Render the records below as a numbered list, with no blank lines.

[Rows from a box labeling dataset]
++++++

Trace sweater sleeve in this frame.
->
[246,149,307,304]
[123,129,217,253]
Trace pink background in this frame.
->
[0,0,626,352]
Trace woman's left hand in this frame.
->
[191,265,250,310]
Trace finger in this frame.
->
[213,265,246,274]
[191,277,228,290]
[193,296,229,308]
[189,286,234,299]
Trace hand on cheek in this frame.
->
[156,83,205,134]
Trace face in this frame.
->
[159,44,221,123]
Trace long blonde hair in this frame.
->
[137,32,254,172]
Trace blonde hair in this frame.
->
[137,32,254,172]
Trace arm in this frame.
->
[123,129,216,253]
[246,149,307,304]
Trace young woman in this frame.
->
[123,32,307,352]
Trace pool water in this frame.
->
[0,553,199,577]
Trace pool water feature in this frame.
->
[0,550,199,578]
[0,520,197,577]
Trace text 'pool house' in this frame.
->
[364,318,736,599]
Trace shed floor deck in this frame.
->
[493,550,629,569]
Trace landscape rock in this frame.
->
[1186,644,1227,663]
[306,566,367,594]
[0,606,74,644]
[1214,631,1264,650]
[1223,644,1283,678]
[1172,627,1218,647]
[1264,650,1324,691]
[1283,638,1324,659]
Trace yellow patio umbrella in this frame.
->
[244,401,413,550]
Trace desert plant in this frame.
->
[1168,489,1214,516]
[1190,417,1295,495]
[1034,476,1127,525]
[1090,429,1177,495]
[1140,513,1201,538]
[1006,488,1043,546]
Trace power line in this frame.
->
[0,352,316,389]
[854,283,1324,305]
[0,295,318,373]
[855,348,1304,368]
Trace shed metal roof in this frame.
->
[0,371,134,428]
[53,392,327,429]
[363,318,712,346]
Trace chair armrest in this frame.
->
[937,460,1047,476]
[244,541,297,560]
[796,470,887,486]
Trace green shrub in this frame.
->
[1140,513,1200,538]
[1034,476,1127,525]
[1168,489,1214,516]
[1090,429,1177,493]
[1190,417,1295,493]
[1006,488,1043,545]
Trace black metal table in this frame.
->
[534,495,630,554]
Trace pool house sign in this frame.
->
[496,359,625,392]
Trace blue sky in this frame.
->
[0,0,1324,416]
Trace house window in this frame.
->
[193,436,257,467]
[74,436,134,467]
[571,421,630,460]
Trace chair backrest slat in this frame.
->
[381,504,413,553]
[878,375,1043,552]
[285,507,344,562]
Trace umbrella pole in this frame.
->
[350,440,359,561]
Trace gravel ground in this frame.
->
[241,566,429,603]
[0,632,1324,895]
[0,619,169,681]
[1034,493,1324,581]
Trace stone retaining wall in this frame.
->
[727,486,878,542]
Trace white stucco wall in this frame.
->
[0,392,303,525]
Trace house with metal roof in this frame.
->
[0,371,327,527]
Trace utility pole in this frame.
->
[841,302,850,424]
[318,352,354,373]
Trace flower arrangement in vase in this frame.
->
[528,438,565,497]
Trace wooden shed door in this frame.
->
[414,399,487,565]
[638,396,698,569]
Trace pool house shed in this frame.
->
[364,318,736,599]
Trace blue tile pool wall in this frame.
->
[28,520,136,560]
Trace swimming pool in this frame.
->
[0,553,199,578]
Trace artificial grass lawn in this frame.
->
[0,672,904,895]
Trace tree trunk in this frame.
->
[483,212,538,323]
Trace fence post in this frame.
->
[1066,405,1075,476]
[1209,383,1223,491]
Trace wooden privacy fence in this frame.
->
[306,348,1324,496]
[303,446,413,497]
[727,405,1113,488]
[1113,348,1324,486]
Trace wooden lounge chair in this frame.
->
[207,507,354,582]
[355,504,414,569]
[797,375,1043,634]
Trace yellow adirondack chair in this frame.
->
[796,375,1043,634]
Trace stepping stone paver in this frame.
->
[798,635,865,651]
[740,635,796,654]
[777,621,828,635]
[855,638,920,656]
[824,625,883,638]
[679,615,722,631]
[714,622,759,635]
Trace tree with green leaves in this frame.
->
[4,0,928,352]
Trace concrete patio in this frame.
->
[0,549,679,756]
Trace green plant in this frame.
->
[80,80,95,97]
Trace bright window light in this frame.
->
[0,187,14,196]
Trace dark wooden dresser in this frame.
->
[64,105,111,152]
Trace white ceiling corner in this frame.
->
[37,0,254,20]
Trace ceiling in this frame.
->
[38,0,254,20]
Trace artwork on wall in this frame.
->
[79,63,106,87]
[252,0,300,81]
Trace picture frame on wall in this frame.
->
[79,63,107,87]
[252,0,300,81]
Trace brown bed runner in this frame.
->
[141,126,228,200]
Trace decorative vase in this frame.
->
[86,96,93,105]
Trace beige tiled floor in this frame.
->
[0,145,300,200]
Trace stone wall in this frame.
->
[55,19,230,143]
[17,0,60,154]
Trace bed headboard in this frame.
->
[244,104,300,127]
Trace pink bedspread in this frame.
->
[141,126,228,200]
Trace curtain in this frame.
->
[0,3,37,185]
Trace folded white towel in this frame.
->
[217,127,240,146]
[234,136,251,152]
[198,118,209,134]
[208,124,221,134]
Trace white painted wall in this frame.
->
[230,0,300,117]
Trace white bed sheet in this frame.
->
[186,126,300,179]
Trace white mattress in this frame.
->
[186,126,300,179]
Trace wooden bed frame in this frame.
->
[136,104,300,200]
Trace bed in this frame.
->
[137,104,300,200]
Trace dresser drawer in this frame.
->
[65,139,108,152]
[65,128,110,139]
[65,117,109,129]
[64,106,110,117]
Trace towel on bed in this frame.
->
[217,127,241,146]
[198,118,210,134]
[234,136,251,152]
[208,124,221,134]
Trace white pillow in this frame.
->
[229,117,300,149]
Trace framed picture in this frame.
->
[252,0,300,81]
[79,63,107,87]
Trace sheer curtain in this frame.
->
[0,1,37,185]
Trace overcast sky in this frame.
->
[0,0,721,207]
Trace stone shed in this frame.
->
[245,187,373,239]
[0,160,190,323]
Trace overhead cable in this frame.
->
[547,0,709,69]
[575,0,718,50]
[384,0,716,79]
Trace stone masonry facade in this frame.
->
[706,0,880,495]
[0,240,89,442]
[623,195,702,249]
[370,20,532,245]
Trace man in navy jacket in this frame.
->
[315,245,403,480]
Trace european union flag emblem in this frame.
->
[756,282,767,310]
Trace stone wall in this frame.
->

++++++

● Solution for this problem
1. Trace sweater sleeve in this frame.
2. ->
3. [246,149,307,304]
4. [123,129,217,253]
5. Trace pink background in this frame.
6. ->
7. [0,0,626,352]
8. Trace woman's left hand in this frame.
9. ->
10. [191,265,250,310]
11. Trace finger in this frame.
12. ->
13. [213,265,246,274]
14. [191,277,228,290]
15. [193,296,229,308]
16. [189,286,234,299]
17. Trace hand on cheek in this frame.
18. ->
19. [156,83,205,134]
20. Trace face in this frame.
21. ->
22. [159,44,221,123]
23. Trace long blonde hair in this frame.
24. ->
25. [137,32,254,172]
26. Trace blonde hair in this frame.
27. ->
28. [137,32,254,172]
29. Trace arm in this frame.
30. ->
31. [123,129,216,253]
32. [246,149,307,304]
33. Trace young woman in this frame.
34. ->
35. [123,32,307,352]
36. Trace pool water in this frame.
37. ->
38. [0,553,199,577]
39. Trace pool water feature in this frame.
40. ->
41. [0,550,199,578]
42. [0,520,197,577]
43. Trace text 'pool house' in this frame.
44. ->
45. [364,318,736,599]
46. Trace shed floor deck in this frame.
47. ->
48. [493,550,629,569]
49. Trace landscape rock in this frame.
50. ->
51. [1186,644,1227,663]
52. [306,566,367,594]
53. [0,606,74,644]
54. [1214,631,1264,650]
55. [1223,644,1283,678]
56. [1172,627,1218,647]
57. [1264,650,1324,691]
58. [1283,638,1324,659]
59. Trace yellow patio umbrella in this frame.
60. ->
61. [244,401,413,550]
62. Trace desert plant in this frame.
63. ->
64. [1168,489,1214,516]
65. [1190,417,1295,495]
66. [1034,476,1127,525]
67. [1090,429,1177,495]
68. [1140,513,1201,538]
69. [1006,488,1043,546]
70. Trace power line in this frame.
71. ->
72. [0,352,316,389]
73. [854,283,1324,305]
74. [0,295,318,373]
75. [855,348,1304,368]
76. Trace shed metal roof in this frame.
77. ->
78. [0,371,134,428]
79. [53,392,327,429]
80. [363,318,712,346]
81. Trace chair armrest in this frame.
82. ->
83. [937,460,1047,476]
84. [244,541,297,560]
85. [796,470,887,486]
86. Trace green shrub in this frame.
87. ->
88. [1140,513,1200,538]
89. [1034,476,1127,525]
90. [1168,489,1214,516]
91. [1090,429,1177,493]
92. [1190,417,1295,493]
93. [1006,488,1043,545]
94. Trace black metal table in this frame.
95. ->
96. [534,495,630,554]
97. Trace pool house sign in this frame.
98. ->
99. [496,359,625,392]
100. Trace blue sky in this frame.
101. ->
102. [0,0,1324,416]
103. Trace house window in this frame.
104. ->
105. [193,436,257,467]
106. [74,436,134,467]
107. [571,421,630,460]
108. Trace chair backrest slat in this frame.
109. ->
110. [381,504,413,553]
111. [878,375,1043,552]
112. [285,507,344,562]
113. Trace umbrella pole in this frame.
114. ->
115. [350,440,359,561]
116. Trace gravel ground in this frame.
117. ->
118. [241,566,429,603]
119. [0,632,1324,895]
120. [0,619,169,681]
121. [1034,493,1324,581]
122. Trace stone retaining wall in this frame.
123. ->
124. [727,486,878,542]
125. Trace white stucco wall in this frame.
126. ->
127. [0,392,303,525]
128. Trace house with metal roof in this frame.
129. ->
130. [0,371,327,527]
131. Trace utility pole in this frame.
132. ->
133. [841,302,850,424]
134. [318,352,354,373]
135. Trace flower arrangement in vase in this frame.
136. ->
137. [528,438,565,497]
138. Trace wooden shed door in this frame.
139. ->
140. [414,399,487,565]
141. [638,396,698,569]
142. Trace pool house shed in this frame.
143. ->
144. [364,318,736,599]
145. Trace blue tile pool wall in this frame.
146. ->
147. [28,520,136,560]
148. Trace swimming pool in this frame.
149. ->
150. [0,553,199,578]
151. Trace artificial grass lawn in this frame.
152. ->
153. [0,672,904,895]
154. Trace tree trunk in this frame.
155. ->
156. [483,212,538,323]
157. Trace fence post in this frame.
158. ->
159. [1066,405,1075,476]
160. [1209,383,1223,491]
161. Trace wooden privacy fence in this frame.
162. ->
163. [306,348,1324,496]
164. [303,446,413,497]
165. [727,405,1113,488]
166. [1113,348,1324,486]
167. Trace wooden lounge chair in this frame.
168. ->
169. [207,507,354,582]
170. [355,504,414,569]
171. [797,375,1043,634]
172. Trace yellow adirondack chair in this frame.
173. ->
174. [796,375,1043,634]
175. Trace stepping stone paver in this frame.
176. ->
177. [798,635,865,651]
178. [740,635,796,654]
179. [777,621,828,635]
180. [855,638,920,656]
181. [824,625,883,638]
182. [679,615,722,631]
183. [714,622,759,635]
184. Trace tree with green leaves in this frame.
185. ->
186. [4,0,928,352]
187. Trace concrete patio in this frame.
188. ->
189. [0,549,679,756]
190. Trace green plant in this frame.
191. ->
192. [80,80,95,97]
193. Trace bright window light in this frame.
194. ->
195. [0,187,14,196]
196. Trace dark wooden dresser in this frame.
197. ->
198. [64,105,111,152]
199. Trace white ceiling corner in this frame.
200. ->
201. [37,0,254,20]
202. Trace ceiling in this frame.
203. ->
204. [38,0,254,20]
205. Trace artwork on wall in this frame.
206. ->
207. [79,63,106,87]
208. [252,0,300,81]
209. Trace picture frame on wall in this frame.
210. ->
211. [79,63,107,87]
212. [252,0,300,81]
213. Trace brown bed runner in this frame.
214. ->
215. [141,126,228,200]
216. Trace decorative vase in this frame.
217. ->
218. [86,96,93,105]
219. Trace beige tiled floor in this frame.
220. ->
221. [0,145,300,200]
222. Trace stone wall in this frame.
223. ->
224. [55,19,230,143]
225. [17,0,60,154]
226. Trace bed headboard in this frame.
227. ->
228. [244,104,300,127]
229. Trace pink bedspread in this frame.
230. ->
231. [141,126,228,200]
232. Trace curtain in this frame.
233. ->
234. [0,3,37,185]
235. Trace folded white towel in this frame.
236. ->
237. [217,127,240,146]
238. [234,136,251,152]
239. [198,118,209,134]
240. [208,124,221,134]
241. Trace white painted wall in this frame.
242. ->
243. [230,0,300,117]
244. Trace white bed sheet in this frame.
245. ->
246. [186,126,300,179]
247. Trace white mattress in this frame.
248. ->
249. [186,126,300,179]
250. Trace wooden bed frame in this frame.
251. ->
252. [136,104,300,200]
253. Trace bed in this frame.
254. ->
255. [137,104,300,200]
256. Trace dresser drawer in this frame.
257. ->
258. [65,139,108,152]
259. [65,128,110,139]
260. [65,117,109,129]
261. [64,106,110,117]
262. Trace towel on bed in this frame.
263. ->
264. [217,127,241,146]
265. [198,118,210,134]
266. [234,136,251,152]
267. [208,124,221,134]
268. Trace white pillow in this frame.
269. ->
270. [229,117,300,149]
271. Trace framed picture in this frame.
272. ->
273. [252,0,300,81]
274. [79,63,107,87]
275. Trace sheer curtain in this frame.
276. ->
277. [0,1,37,185]
278. Trace overcast sky in this frame.
279. ->
280. [0,0,721,207]
281. Trace stone shed in this frame.
282. ->
283. [245,187,373,239]
284. [0,160,190,323]
285. Trace overhead cable in this frame.
286. ->
287. [547,0,709,69]
288. [575,0,718,50]
289. [384,0,716,79]
290. Trace stone masonry facade in this frame.
291. ->
292. [706,0,880,495]
293. [0,240,89,442]
294. [623,195,702,249]
295. [370,20,532,245]
296. Trace man in navy jacket in this frame.
297. ->
298. [315,245,403,480]
299. Trace european union flag emblem in this frame.
300. ->
301. [756,282,767,310]
302. Trace stone wall in this frame.
303. ->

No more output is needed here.